## Prompt 1
In the article about Dropbox sharing user data with OpenAI, how long does Dropbox say it takes for all data to be deleted from third-party servers?
## Prompt 2
Resume the article about Dropbox sharing user data with OpenAI, starting after its final sentence.

Start of Document text

Is Dropbox sending user data to OpenAI? There is an opt out!
Dropbox has been caught in a controversy, after users discovered that an experimental AI-feature has been sending user data to OpenAI. The option is enabled by default for premium users of the cloud storage service.
Ever since OpenAI's ChatGPT became popular, every company has been trying their own version of a chatbot to get more users to engage with their services. Microsoft Copilot (formerly Bing Chat) and Google Bard are among the other big chatbots that are widely used across the world.
But, the use of generative AI has expanded to far more services than chatbots, many services are implementing AI-powered features, and Dropbox is among them. The cloud storage implements Dropbox AI, which uses third-party services. The problem here is that Dropbox shares some user data with the service, which, FYI, is OpenAI.
As you may be aware, language models like ChatGPT are trained with data, which is usually sourced from the internet, to create a database. This is how an artificial intelligence chatbot is able to answer your queries, generate text, code, etc. Now, you can see how this might upset Dropbox users, who were concerned whether their files were being used to train AI language models.
The issue came to light when writer Winifred Burton shared a screenshot of the feature on her social media page. If you don't have a Bluesky account, you can use something like Skyview to check the post without signing in. Karla Ortiz, an artist and a critic of AI usage, highlighted the unethical way in which Dropbox had opted-in users without notifying them about the usage of the third-party service, especially as sensitive data could be involved in the process.
Simon Willison, an AI researcher, responded in agreement, saying that companies need to communicate clearly to explain how personal data is used with AI.
Dropbox states that it only uses the third-party AI models to provide answers to search queries from users. It says that user data is not used to train their internal models, and that all data are deleted from third-party servers within 30 days. That is pretty vague, but more importantly, why make the feature enabled by default? Why introduce a setting like this without informing users about it? That's what is bothering people so much.

End of Document text
Start of Extracted data

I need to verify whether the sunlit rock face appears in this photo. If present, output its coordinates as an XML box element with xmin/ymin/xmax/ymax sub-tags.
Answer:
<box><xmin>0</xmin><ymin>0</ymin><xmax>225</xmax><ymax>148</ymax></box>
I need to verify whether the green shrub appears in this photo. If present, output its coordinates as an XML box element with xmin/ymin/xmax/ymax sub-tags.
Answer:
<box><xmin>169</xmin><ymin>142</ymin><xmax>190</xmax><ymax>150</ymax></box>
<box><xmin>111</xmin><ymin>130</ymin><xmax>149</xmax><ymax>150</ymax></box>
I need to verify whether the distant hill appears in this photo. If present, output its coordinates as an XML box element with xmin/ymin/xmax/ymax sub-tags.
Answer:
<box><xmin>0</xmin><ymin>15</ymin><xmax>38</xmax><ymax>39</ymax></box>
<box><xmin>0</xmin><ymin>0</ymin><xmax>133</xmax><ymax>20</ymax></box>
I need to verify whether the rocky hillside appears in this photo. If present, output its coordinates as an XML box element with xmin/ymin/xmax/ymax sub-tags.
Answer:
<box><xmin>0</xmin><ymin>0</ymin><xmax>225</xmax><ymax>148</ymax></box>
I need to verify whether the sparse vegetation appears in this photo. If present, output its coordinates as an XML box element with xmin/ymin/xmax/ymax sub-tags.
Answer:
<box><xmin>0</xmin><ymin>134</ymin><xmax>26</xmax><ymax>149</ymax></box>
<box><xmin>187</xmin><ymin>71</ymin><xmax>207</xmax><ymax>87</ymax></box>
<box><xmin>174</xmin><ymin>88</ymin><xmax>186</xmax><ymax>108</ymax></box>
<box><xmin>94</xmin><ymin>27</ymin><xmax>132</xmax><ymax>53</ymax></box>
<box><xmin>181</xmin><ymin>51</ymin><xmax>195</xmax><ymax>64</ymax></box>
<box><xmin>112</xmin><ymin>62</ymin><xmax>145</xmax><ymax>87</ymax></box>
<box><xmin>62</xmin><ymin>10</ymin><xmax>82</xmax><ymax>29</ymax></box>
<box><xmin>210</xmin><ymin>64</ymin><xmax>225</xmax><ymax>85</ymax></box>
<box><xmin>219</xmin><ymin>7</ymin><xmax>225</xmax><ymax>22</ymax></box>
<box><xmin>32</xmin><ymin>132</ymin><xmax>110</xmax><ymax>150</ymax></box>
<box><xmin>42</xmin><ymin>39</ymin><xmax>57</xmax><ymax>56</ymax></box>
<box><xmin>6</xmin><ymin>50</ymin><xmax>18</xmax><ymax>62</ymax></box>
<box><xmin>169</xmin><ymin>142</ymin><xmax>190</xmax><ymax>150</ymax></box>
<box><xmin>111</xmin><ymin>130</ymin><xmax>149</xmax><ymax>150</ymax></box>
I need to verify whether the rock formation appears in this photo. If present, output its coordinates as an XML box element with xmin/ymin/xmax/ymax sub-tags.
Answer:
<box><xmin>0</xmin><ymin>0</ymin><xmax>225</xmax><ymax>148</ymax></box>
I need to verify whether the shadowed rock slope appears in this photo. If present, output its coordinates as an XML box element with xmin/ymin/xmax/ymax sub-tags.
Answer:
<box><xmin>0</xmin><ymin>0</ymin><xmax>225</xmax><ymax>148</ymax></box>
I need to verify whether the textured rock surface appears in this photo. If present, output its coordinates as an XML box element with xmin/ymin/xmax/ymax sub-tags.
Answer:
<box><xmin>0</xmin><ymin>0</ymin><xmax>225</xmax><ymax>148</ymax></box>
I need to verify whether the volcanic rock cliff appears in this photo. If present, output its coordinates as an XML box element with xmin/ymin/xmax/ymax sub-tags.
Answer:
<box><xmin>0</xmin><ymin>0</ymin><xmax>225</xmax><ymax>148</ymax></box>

End of Extracted data

## Answer area 1
Within 30 days.

## Answer area 2
ArsTechnica reports that Drew Houston, the CEO of Dropbox, apologized for the confusion, and explained that a toggle in the settings menu enables / disables access to Dropbox AI's features, and that neither that nor any other setting sends Dropbox users' data to third-party services. The third-party AI toggle in the settings menu enables or disables access to DBX AI features and functionality. Neither this nor any other setting automatically or passively sends any Dropbox customer data to a third-party AI service.
Speaking of which, here's how you can disable the AI features.
How to prevent Dropbox from sending user data to OpenAI
1. Login to your Dropbox account.
2. Click on your profile picture and select Settings.
3. Switch to the third-party AI tab.
4. Toggle the setting to Off.
Image courtesy: Winifred Burton
This will opt you out of the third party features that Dropbox provides.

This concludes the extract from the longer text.